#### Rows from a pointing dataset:
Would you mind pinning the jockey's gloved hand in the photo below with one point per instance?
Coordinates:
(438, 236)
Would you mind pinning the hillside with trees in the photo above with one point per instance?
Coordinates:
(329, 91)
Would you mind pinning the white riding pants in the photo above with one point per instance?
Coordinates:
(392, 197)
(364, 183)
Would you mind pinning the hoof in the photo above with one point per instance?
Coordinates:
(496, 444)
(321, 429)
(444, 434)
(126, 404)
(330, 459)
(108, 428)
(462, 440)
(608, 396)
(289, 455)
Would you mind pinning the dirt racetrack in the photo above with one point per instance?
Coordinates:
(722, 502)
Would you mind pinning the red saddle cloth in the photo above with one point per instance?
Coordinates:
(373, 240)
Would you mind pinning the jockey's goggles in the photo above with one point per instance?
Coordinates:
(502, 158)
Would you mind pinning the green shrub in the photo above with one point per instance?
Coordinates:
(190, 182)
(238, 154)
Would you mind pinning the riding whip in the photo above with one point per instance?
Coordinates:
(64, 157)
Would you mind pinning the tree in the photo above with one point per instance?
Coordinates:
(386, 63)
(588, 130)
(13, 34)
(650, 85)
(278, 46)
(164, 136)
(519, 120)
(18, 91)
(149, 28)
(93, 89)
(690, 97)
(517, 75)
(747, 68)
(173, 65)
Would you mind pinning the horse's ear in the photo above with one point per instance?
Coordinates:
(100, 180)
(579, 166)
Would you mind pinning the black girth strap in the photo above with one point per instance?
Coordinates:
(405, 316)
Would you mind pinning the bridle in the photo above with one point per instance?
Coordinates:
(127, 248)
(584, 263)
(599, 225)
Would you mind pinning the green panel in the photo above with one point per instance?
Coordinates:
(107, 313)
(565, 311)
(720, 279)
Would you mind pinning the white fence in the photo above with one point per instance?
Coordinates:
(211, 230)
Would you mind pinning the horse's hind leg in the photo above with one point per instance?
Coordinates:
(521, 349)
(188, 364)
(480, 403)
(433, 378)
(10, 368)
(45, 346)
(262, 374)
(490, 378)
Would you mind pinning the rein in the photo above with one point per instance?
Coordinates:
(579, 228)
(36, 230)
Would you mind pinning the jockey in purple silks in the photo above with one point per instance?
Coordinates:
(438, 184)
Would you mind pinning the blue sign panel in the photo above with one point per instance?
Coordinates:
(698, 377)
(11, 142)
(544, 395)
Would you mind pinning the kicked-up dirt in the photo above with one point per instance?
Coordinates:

#### Exercise details:
Arrange each line of the rows above as a two-column Markdown table headed Number and Line. Number the lines in order and leave out any blank ones.

#### Solved exercise:
| Number | Line |
|---|---|
| 1 | Would you mind pinning the jockey's gloved hand in the photo below with one point per instance? |
| 2 | Coordinates: |
| 3 | (438, 236) |
| 4 | Would you mind pinning the hillside with trees in the photo above with one point per instance? |
| 5 | Coordinates: |
| 6 | (329, 91) |
| 7 | Would you mind pinning the white riding pants in the photo above with one point per instance? |
| 8 | Coordinates: |
| 9 | (392, 197) |
| 10 | (364, 183) |
| 11 | Would you mind pinning the hoof in the photo above with one point per instance? |
| 12 | Coordinates: |
| 13 | (496, 444) |
| 14 | (321, 429) |
| 15 | (444, 434) |
| 16 | (126, 404) |
| 17 | (330, 459) |
| 18 | (108, 428) |
| 19 | (462, 440) |
| 20 | (608, 396) |
| 21 | (289, 455) |
| 22 | Would you mind pinning the dirt racetrack in the photo above with one point per instance? |
| 23 | Coordinates: |
| 24 | (722, 502) |
| 25 | Would you mind pinning the red saddle cloth in the photo above with one point per instance? |
| 26 | Coordinates: |
| 27 | (373, 240) |
| 28 | Would you mind pinning the jockey's goggles in the photo above with one point per instance? |
| 29 | Coordinates: |
| 30 | (502, 158) |
| 31 | Would you mind pinning the green shrub in the photo above with one point per instance? |
| 32 | Coordinates: |
| 33 | (190, 182) |
| 34 | (238, 154) |
| 35 | Would you mind pinning the riding whip in the photo above with one point per instance? |
| 36 | Coordinates: |
| 37 | (64, 157) |
| 38 | Would you mind pinning the tree in the photo above with one point per instance? |
| 39 | Coordinates: |
| 40 | (386, 63) |
| 41 | (588, 130) |
| 42 | (13, 34) |
| 43 | (650, 85) |
| 44 | (278, 46) |
| 45 | (164, 136) |
| 46 | (519, 120) |
| 47 | (18, 91) |
| 48 | (149, 28) |
| 49 | (93, 89) |
| 50 | (690, 97) |
| 51 | (517, 75) |
| 52 | (747, 68) |
| 53 | (173, 65) |
| 54 | Would you mind pinning the horse's ear in the photo above with one point per instance? |
| 55 | Coordinates: |
| 56 | (100, 180) |
| 57 | (579, 166) |
| 58 | Would you mind pinning the black girth strap in the photo above with one point per instance? |
| 59 | Coordinates: |
| 60 | (405, 316) |
| 61 | Would you mind pinning the bridle in the photo above with one point per instance? |
| 62 | Coordinates: |
| 63 | (127, 248) |
| 64 | (584, 263) |
| 65 | (599, 225) |
| 66 | Would you mind pinning the green panel in the photo above with one point per instance? |
| 67 | Coordinates: |
| 68 | (107, 313) |
| 69 | (565, 311) |
| 70 | (720, 279) |
| 71 | Would you mind pinning the white fence in the photo above with one point per instance? |
| 72 | Coordinates: |
| 73 | (211, 230) |
| 74 | Would you mind pinning the horse's hind leg in the photo above with one point per instance? |
| 75 | Coordinates: |
| 76 | (521, 349) |
| 77 | (188, 364) |
| 78 | (480, 403) |
| 79 | (433, 378) |
| 80 | (10, 368) |
| 81 | (45, 346) |
| 82 | (262, 374) |
| 83 | (490, 378) |
| 84 | Would you mind pinning the rein in the photo above with one point per instance? |
| 85 | Coordinates: |
| 86 | (579, 228) |
| 87 | (36, 230) |
| 88 | Would you mind pinning the jockey in purple silks in the photo above with one point per instance? |
| 89 | Coordinates: |
| 90 | (438, 184) |
| 91 | Would you mind pinning the blue sign panel in the photo above with one point per instance? |
| 92 | Coordinates: |
| 93 | (698, 377) |
| 94 | (11, 142) |
| 95 | (544, 395) |
| 96 | Would you mind pinning the kicked-up dirt in the photo above with one point per instance? |
| 97 | Coordinates: |